* Problem description *
Copy out verbatim the lines that begin with the one containing "Rules. Find each instance of the green tree" and end with the one containing "point(340, 442)", both of those included.
═════ Provided information
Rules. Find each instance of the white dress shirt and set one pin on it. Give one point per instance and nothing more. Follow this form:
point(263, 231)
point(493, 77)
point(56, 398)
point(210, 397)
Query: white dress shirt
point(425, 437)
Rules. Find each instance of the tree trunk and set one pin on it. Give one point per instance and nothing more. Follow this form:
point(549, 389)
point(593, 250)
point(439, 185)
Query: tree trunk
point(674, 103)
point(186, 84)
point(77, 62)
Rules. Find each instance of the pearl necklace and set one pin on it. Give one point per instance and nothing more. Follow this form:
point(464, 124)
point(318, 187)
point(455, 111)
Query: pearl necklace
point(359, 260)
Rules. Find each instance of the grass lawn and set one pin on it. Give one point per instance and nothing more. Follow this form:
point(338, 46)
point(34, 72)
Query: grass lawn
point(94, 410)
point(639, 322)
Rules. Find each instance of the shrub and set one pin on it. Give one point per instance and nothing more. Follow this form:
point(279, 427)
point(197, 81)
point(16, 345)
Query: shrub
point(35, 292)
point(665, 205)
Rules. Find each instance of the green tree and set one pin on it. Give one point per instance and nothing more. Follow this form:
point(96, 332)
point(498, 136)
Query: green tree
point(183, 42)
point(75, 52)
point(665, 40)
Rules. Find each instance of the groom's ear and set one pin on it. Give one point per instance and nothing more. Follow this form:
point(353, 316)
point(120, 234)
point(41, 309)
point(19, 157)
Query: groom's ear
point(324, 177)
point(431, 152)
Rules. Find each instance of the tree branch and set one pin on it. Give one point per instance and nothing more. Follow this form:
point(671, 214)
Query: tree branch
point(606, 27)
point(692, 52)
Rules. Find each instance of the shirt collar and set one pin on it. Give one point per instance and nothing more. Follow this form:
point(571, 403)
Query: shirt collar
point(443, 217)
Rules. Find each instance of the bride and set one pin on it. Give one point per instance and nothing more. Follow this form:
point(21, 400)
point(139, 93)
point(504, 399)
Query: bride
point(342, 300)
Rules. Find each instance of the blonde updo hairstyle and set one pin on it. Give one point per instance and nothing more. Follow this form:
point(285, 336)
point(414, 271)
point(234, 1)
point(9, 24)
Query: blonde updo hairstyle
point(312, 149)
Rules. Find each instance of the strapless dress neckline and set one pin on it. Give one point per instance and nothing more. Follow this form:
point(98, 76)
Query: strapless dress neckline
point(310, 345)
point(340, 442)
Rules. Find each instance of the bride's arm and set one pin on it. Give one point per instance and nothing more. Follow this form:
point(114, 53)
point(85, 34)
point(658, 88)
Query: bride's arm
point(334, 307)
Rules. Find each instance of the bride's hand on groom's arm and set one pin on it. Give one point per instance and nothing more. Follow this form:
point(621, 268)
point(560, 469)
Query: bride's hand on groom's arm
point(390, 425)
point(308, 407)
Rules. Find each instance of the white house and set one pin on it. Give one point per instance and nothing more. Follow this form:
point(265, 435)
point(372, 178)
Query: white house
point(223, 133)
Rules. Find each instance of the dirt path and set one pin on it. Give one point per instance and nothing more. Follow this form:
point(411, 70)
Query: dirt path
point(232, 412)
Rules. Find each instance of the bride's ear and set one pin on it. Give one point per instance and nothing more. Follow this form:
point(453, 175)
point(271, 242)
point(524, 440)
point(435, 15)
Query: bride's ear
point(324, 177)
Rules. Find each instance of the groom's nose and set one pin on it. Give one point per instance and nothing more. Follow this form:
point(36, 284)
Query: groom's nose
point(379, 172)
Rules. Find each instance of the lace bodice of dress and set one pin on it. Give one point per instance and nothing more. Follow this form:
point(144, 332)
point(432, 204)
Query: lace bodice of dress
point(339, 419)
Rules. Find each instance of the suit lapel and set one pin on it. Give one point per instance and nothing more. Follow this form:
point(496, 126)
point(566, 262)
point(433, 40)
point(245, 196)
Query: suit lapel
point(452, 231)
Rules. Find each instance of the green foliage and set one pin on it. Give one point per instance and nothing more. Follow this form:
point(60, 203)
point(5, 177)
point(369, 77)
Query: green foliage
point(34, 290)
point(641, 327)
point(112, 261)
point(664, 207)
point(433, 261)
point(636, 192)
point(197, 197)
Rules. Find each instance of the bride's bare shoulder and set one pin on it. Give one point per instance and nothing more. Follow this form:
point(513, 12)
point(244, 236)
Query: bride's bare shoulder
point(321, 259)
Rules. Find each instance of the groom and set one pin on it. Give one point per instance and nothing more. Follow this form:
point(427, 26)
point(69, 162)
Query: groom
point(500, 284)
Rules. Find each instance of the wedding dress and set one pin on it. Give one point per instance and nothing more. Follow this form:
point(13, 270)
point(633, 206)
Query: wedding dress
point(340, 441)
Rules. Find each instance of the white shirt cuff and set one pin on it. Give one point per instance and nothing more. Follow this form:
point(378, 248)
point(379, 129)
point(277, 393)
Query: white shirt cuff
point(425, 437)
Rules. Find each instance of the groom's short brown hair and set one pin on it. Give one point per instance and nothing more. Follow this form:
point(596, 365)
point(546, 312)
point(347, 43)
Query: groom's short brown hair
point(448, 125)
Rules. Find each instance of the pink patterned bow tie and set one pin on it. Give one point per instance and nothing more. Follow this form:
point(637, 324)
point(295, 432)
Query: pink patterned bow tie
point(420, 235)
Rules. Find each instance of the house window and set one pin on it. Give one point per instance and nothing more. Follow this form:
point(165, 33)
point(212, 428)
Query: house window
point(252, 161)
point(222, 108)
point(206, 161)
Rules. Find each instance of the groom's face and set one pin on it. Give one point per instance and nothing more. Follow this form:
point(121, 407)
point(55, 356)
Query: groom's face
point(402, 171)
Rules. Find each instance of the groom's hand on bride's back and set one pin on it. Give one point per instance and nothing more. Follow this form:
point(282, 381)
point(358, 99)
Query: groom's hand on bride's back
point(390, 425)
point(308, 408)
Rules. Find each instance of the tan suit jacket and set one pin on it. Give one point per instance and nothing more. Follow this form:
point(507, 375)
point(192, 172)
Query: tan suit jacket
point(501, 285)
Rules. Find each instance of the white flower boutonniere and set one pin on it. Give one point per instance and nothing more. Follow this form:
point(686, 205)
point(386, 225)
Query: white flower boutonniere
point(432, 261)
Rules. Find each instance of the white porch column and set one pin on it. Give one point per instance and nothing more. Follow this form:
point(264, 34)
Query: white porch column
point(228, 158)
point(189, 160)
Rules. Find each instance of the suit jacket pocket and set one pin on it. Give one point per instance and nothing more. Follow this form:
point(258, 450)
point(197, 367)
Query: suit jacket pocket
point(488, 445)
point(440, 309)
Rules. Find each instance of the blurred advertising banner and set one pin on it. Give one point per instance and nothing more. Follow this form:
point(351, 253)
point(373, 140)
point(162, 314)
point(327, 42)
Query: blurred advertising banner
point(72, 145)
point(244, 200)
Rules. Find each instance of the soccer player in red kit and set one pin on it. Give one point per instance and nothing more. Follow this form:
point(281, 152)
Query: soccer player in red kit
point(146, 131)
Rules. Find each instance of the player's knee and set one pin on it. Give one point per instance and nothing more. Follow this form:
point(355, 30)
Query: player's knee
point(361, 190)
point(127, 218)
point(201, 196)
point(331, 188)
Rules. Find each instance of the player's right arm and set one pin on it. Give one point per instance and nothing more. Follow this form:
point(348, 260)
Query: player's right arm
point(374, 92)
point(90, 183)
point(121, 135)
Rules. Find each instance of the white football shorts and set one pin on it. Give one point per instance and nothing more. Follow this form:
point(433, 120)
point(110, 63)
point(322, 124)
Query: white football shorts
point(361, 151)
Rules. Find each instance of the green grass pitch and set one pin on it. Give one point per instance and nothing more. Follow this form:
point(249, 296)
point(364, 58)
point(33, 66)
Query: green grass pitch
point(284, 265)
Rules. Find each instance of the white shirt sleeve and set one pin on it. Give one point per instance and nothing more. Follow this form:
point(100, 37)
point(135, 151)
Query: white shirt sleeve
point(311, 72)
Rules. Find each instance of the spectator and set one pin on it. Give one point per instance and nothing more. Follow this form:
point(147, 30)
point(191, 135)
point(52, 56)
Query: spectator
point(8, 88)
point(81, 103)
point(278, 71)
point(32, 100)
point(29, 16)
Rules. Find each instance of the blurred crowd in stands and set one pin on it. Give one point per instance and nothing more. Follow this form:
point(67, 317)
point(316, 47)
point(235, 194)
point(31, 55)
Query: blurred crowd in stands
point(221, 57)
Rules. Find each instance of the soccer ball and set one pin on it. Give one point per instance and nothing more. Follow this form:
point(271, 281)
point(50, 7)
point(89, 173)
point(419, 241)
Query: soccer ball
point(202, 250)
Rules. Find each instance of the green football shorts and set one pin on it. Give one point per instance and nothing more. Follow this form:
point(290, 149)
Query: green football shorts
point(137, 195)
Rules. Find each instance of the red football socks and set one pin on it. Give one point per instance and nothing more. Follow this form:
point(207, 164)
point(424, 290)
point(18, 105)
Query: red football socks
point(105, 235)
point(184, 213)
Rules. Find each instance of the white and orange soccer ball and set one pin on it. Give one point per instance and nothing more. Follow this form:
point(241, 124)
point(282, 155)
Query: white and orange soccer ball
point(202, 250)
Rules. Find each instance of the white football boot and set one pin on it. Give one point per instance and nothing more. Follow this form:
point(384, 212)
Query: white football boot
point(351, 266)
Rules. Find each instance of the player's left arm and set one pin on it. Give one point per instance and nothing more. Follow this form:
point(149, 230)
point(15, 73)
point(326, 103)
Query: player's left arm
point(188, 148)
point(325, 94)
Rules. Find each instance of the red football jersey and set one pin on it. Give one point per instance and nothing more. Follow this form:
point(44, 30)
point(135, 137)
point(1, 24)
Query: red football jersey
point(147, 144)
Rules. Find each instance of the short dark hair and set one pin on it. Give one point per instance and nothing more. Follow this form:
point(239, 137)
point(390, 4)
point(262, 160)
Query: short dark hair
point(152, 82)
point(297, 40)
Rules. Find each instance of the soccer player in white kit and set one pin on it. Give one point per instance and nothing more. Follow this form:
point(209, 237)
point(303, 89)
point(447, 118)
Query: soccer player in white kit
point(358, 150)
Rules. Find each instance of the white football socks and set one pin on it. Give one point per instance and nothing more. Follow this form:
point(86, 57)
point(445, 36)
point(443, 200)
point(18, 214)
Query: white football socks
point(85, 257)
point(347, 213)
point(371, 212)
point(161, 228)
══════════
* Reply to the task *
Rules. Find each instance of the green tree and set one pin on it. Give one point per instance and nothing more. Follow this form:
point(96, 332)
point(498, 136)
Query: green tree
point(183, 42)
point(75, 52)
point(665, 40)
Rules. Find each instance of the groom's ear and set one pin on it. Give one point per instance and nothing more. Follow this form:
point(353, 316)
point(120, 234)
point(41, 309)
point(19, 157)
Query: groom's ear
point(324, 177)
point(431, 152)
Rules. Find each instance of the tree branch and set one pin on it. Give one point per instance and nothing more. Follow this form:
point(671, 214)
Query: tree branch
point(606, 27)
point(692, 52)
Rules. Find each instance of the shirt collar and set one pin on it. Give one point per instance and nothing more. Follow this form:
point(571, 403)
Query: shirt collar
point(443, 217)
Rules. Find each instance of the bride and set one pin on it. Give one point per instance and nothing more. Follow this form:
point(21, 400)
point(139, 93)
point(504, 399)
Query: bride
point(342, 300)
Rules. Find each instance of the blonde updo hairstyle and set one pin on it. Give one point per instance and nothing more. Follow this form:
point(285, 336)
point(414, 271)
point(234, 1)
point(9, 24)
Query: blonde updo hairstyle
point(312, 149)
Rules. Find each instance of the strapless dress neckline and set one pin on it. Give one point per instance and nothing more. Follow this form:
point(98, 76)
Query: strapless dress neckline
point(310, 345)
point(340, 442)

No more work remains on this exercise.